▸ **WHAT IS ASKED**
Reproduce without any change the stretch of the material below from the line containing "the hockey player" through the end of the material.

Point annotation records:
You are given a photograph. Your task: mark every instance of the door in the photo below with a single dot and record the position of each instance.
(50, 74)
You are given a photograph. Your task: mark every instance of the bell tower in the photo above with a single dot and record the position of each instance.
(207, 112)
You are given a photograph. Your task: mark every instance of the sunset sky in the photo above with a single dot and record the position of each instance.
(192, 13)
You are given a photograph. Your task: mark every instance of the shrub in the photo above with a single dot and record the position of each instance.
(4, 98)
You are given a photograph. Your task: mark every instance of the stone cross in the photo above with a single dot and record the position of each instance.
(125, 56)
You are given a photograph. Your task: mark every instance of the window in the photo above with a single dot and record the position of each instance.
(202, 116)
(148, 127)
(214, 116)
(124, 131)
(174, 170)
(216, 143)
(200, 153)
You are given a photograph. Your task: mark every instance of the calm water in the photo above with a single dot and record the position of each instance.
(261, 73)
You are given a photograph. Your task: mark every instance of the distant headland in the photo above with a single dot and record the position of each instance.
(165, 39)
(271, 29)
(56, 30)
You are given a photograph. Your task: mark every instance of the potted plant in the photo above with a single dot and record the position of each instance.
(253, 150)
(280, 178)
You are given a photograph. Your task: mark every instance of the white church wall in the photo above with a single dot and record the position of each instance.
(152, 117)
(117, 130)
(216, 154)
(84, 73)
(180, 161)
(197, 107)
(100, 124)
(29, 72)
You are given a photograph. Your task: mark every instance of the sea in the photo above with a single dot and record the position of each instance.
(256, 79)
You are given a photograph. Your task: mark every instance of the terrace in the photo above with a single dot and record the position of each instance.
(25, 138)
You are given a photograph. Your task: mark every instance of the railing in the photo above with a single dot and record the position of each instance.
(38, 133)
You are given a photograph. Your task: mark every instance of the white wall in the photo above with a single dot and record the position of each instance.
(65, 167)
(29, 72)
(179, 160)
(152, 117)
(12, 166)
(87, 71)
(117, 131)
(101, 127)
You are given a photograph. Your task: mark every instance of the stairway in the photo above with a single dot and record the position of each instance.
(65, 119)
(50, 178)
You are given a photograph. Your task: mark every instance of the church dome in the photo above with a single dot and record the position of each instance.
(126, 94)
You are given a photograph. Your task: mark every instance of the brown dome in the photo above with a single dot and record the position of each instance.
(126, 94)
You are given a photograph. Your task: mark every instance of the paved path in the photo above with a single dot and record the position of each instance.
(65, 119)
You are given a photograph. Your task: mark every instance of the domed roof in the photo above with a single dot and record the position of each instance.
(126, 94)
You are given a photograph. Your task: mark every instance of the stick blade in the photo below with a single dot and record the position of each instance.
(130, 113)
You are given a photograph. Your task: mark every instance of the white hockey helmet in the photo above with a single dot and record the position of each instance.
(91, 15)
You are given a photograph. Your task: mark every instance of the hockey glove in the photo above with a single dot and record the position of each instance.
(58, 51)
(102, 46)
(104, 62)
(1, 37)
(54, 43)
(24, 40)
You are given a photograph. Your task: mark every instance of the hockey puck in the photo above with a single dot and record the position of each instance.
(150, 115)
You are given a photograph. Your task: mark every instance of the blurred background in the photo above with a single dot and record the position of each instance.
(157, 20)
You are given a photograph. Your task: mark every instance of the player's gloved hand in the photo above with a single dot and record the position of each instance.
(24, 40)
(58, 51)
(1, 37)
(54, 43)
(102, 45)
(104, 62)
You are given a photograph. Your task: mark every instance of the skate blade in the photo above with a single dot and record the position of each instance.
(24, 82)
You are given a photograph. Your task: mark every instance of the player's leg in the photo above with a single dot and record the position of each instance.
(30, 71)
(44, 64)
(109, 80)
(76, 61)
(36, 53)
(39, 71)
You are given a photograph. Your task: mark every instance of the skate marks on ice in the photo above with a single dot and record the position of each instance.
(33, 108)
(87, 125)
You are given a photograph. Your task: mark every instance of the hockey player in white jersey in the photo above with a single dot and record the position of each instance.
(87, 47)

▸ **RESPONSE FOR THIS EXERCISE**
You are given a photograph. Your task: mark every instance of the hockey player in white jersey in the photo above with a single dot and record the position of each instance.
(87, 47)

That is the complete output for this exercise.